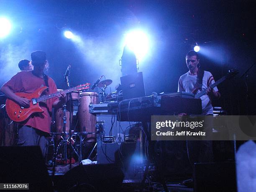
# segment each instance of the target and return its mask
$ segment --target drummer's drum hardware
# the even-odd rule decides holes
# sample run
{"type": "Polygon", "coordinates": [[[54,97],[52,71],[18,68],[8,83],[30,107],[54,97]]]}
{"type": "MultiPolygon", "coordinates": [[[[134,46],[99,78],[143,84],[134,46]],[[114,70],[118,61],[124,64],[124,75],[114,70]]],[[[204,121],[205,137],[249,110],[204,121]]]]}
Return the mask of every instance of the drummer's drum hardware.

==

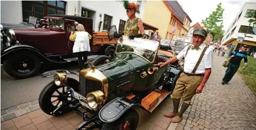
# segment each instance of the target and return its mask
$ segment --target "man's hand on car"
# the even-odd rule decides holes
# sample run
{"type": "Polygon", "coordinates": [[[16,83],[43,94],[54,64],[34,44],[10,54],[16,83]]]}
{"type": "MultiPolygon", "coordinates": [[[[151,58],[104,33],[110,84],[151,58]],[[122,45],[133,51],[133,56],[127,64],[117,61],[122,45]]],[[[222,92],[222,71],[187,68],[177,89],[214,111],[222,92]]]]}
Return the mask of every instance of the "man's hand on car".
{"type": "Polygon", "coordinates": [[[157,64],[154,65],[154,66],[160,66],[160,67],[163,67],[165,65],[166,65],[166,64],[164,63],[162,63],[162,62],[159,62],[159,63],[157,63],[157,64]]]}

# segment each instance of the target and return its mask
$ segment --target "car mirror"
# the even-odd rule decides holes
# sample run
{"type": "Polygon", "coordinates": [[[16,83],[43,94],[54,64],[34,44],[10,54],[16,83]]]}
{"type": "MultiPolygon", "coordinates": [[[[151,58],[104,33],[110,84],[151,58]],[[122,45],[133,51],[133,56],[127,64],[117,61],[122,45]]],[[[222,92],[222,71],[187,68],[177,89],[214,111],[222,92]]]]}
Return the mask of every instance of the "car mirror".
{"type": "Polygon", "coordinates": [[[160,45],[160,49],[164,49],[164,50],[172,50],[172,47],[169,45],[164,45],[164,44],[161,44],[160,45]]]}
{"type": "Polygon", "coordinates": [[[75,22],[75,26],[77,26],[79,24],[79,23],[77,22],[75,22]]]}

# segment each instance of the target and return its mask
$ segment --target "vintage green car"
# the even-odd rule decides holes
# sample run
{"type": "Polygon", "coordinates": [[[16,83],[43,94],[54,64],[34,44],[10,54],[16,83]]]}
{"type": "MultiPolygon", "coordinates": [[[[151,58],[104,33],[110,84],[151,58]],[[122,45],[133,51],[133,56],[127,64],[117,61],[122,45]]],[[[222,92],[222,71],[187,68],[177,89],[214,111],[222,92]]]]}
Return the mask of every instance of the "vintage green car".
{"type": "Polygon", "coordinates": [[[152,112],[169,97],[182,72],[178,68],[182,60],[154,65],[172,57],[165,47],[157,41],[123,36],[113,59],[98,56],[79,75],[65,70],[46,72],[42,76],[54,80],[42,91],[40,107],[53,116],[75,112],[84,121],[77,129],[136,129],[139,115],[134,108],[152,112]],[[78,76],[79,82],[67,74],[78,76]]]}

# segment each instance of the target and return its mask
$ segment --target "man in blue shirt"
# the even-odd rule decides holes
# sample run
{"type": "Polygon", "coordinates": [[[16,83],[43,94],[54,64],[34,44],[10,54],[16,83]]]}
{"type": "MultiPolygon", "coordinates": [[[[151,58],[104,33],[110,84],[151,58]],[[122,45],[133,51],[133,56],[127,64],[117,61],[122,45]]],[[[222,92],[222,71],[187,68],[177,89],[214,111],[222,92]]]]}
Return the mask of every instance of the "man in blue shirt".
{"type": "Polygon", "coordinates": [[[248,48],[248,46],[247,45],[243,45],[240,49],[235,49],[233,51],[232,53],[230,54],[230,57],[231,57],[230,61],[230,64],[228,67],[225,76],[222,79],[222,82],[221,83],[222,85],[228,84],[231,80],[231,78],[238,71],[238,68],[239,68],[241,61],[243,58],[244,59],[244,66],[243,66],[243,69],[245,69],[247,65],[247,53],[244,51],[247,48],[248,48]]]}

...

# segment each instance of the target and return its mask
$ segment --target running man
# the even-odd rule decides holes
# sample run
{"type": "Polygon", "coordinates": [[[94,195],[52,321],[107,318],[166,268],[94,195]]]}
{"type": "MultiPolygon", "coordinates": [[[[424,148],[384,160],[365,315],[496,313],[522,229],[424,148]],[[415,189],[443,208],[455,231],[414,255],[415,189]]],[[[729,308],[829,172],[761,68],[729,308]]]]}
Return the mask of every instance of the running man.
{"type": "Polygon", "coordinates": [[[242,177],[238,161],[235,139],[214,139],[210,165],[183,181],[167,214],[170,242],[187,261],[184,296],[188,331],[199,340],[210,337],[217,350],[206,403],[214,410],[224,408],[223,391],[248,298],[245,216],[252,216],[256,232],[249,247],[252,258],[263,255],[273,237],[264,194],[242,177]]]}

Task brief: Report how many of the lines above contain the string "hand", treating uppercase and lowercase as distinct. Give only the number.

Response for this exercise: 2